→ **Work instructions**
Could you write out, word for word, only the lines from the one containing "Can you see the stair riser" through the last line of the data below?

╭─ Given information

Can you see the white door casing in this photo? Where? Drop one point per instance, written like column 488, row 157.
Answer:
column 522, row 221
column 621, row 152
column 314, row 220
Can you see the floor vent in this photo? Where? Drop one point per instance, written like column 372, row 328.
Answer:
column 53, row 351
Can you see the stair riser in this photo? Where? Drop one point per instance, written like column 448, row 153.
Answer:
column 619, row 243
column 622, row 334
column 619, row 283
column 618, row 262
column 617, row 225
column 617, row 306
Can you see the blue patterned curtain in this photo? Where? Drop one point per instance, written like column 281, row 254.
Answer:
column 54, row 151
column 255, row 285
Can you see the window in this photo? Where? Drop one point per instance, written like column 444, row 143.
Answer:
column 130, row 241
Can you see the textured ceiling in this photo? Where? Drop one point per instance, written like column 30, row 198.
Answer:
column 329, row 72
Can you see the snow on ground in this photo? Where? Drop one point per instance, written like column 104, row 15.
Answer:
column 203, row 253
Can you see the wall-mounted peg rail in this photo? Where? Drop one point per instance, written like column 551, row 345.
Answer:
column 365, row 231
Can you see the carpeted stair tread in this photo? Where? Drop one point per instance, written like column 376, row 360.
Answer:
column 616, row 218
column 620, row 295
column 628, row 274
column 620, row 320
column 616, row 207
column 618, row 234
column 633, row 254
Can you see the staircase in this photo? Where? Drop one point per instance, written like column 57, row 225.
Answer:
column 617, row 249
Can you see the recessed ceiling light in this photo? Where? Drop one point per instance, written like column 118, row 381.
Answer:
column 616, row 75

╰─

→ **Output below**
Can you see the stair riser in this photo? Where? Drop one point per instance, written like column 448, row 153.
Answer:
column 619, row 243
column 622, row 334
column 619, row 283
column 618, row 262
column 617, row 225
column 617, row 306
Can you see the blue patterned curtain in this photo? Where? Drop one point per instance, written like column 281, row 254.
Answer:
column 54, row 151
column 255, row 285
Can you see the window in this photo? Where? Drop one point per instance, written like column 444, row 143.
Answer:
column 130, row 241
Can you see the textured ceiling in this photo? Where? Drop one point per instance, written like column 30, row 198.
Answer:
column 329, row 72
Can you see the snow on ground in this photo? Where? Drop one point per instance, written like column 104, row 15.
Answer:
column 203, row 253
Can you see the wall-mounted peg rail in this photo? Where? Drop one point per instance, written like column 551, row 345.
Answer:
column 365, row 231
Can you see the carpeted stair tread in this photo? Where? Drop one point per instance, written like column 376, row 360.
Answer:
column 616, row 218
column 620, row 295
column 628, row 274
column 620, row 320
column 616, row 207
column 618, row 234
column 633, row 254
Can you see the staircase in this photo? Where? Drop one point per instance, written like column 57, row 225.
Answer:
column 617, row 249
Can you see the recessed ceiling light in this photo? Where? Drop one point per instance, written like column 118, row 381.
Answer:
column 616, row 75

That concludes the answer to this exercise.